* [Set problem]:
Rewrite the lines of every item below as a JSON list of strings, one string per line, skipping blank lines. Leave the pictures out of your answer.

* [Given records]:
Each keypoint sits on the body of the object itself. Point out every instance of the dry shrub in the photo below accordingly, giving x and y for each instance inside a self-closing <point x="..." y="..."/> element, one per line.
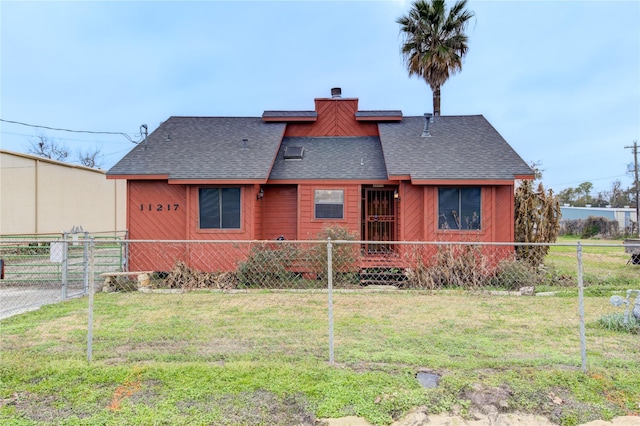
<point x="461" y="266"/>
<point x="537" y="220"/>
<point x="183" y="277"/>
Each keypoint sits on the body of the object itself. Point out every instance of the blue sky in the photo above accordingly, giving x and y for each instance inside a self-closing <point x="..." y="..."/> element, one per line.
<point x="560" y="80"/>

* [Task solution]:
[
  "Each keypoint sits on the body of the object itself. Point out every instance of the dry shrub in the photo below accordingly, giving x and y for each instance inside a self-closing <point x=\"...\" y=\"...\"/> element, one per line.",
  "<point x=\"461\" y=\"266\"/>",
  "<point x=\"537\" y=\"220\"/>",
  "<point x=\"183\" y=\"277\"/>",
  "Each keypoint sits on the body of the object itself. Point out every instance of the blue sky in the photo above accordingly, giving x and y for each instance inside a self-closing <point x=\"...\" y=\"...\"/> element, one per line.",
  "<point x=\"560\" y=\"80\"/>"
]